Tasks for this exercise -
[A] Decide whether each statement agrees with the chapbook description below: (i) the chapbook holds six poems; (ii) every poem in it was written during the worst hour of the recent pandemic; (iii) the chapbook is written entirely in free verse. Answer each with yes or no, and quote the words from the description that settle it.
[B] Output the part of the chapbook description starting with "Yersinia Pestis, the" and going on through "they live off.".

Selected text -
== Segment start ==

Poetry, chapbook, 20 pages, from Bottlecap Features.
Yersinia Pestis, the bacterium that led to the deadly medieval plague, is the eponym of this chapbook, a collection of six poems of varying length and style but similar in theme, mood and clime.
Some of these poems were written during the worst hour of the recent pandemic, while others were born in the afterglow of the carnage. But all six pieces germinated from the same idea, that human beings and the microbes that infect, envenom and slaughter them are very alike. Just like us, these invisible germs want to reproduce and thrive, with little concern for the creatures they live off.
This mix of rhymes and free verse is a meditation on the human condition as seen through the prism of disease. It’s also an ode to the existential angst, despair, disquietude and madness that the plague of our century has left in its wake.

== Segment end ==

Given records -
== Segment start ==

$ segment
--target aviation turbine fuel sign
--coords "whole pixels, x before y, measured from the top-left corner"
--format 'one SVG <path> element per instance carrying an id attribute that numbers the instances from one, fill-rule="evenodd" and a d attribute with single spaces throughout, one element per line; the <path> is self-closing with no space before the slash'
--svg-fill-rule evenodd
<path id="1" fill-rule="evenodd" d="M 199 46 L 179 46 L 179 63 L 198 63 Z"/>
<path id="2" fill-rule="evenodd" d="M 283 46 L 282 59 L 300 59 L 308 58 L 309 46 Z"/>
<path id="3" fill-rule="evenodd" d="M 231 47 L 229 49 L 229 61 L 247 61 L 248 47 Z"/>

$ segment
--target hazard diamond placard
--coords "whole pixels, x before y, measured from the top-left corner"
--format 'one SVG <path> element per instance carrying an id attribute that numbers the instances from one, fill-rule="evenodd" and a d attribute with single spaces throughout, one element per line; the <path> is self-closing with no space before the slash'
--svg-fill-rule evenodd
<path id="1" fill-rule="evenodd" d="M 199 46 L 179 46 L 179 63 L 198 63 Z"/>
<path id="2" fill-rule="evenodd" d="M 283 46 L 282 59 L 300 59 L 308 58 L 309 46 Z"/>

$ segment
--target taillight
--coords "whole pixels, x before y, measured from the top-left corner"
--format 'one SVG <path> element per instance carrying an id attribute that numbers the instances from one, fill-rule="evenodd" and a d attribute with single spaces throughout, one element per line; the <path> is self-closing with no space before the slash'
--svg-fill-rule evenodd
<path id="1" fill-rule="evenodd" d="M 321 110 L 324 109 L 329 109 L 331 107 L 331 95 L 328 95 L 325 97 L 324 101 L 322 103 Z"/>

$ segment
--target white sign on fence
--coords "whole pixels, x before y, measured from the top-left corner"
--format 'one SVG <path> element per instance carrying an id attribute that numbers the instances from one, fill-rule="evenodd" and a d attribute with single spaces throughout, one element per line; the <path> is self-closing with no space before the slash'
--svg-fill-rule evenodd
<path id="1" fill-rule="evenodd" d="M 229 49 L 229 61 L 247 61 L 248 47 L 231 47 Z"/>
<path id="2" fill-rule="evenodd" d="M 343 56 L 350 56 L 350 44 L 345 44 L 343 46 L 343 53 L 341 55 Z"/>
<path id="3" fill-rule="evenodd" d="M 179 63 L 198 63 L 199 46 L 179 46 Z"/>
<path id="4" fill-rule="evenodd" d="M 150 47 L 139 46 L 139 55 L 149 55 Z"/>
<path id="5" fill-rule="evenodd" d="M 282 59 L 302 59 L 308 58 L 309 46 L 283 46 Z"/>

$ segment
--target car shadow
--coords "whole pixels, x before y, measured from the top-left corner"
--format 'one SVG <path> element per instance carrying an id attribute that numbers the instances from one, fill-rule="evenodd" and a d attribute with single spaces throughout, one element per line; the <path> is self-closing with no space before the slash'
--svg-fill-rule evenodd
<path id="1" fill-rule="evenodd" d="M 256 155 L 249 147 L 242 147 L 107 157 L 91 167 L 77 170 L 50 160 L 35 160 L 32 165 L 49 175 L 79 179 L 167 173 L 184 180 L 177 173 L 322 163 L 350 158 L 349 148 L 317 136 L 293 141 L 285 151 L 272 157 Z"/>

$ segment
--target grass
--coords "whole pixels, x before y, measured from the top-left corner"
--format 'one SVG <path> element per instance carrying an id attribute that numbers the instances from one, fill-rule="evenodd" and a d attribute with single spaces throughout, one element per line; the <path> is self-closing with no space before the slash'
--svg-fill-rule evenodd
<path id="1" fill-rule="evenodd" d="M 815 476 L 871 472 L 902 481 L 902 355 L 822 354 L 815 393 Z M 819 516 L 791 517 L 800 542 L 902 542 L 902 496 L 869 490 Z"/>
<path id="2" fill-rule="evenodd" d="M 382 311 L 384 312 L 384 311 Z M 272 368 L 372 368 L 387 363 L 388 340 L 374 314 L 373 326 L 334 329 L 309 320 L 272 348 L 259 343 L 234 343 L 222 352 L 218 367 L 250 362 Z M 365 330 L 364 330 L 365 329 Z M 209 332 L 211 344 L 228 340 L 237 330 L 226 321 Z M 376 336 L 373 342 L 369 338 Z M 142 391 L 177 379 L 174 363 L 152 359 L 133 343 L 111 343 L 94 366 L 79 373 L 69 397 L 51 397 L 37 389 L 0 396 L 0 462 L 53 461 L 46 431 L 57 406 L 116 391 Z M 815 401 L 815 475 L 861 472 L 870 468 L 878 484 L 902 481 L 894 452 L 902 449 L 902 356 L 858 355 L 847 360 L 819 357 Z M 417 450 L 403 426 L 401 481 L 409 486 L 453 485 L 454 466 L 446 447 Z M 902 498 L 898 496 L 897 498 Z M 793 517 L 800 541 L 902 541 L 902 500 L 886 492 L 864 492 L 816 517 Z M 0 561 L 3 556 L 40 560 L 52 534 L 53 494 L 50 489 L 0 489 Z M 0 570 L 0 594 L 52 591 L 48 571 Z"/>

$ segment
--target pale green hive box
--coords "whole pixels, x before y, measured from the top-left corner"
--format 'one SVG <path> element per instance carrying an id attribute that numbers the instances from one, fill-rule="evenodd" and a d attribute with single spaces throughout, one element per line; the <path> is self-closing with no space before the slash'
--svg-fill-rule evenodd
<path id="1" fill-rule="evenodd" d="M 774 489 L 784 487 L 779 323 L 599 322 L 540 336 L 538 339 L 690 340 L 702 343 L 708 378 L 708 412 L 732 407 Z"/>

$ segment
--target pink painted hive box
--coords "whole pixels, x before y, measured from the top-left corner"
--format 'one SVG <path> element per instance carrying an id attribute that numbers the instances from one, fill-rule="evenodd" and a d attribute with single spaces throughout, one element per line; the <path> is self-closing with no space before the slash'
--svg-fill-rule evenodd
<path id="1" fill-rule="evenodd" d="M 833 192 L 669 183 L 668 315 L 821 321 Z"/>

== Segment end ==

Activity answers -
[A]
(i) Yes: "a collection of six poems of varying length and style"
(ii) No: "Some of these poems were written during the worst hour of the recent pandemic, while others were born in the afterglow of the carnage."
(iii) No: "This mix of rhymes and free verse"

[B]
Yersinia Pestis, the bacterium that led to the deadly medieval plague, is the eponym of this chapbook, a collection of six poems of varying length and style but similar in theme, mood and clime.
Some of these poems were written during the worst hour of the recent pandemic, while others were born in the afterglow of the carnage. But all six pieces germinated from the same idea, that human beings and the microbes that infect, envenom and slaughter them are very alike. Just like us, these invisible germs want to reproduce and thrive, with little concern for the creatures they live off.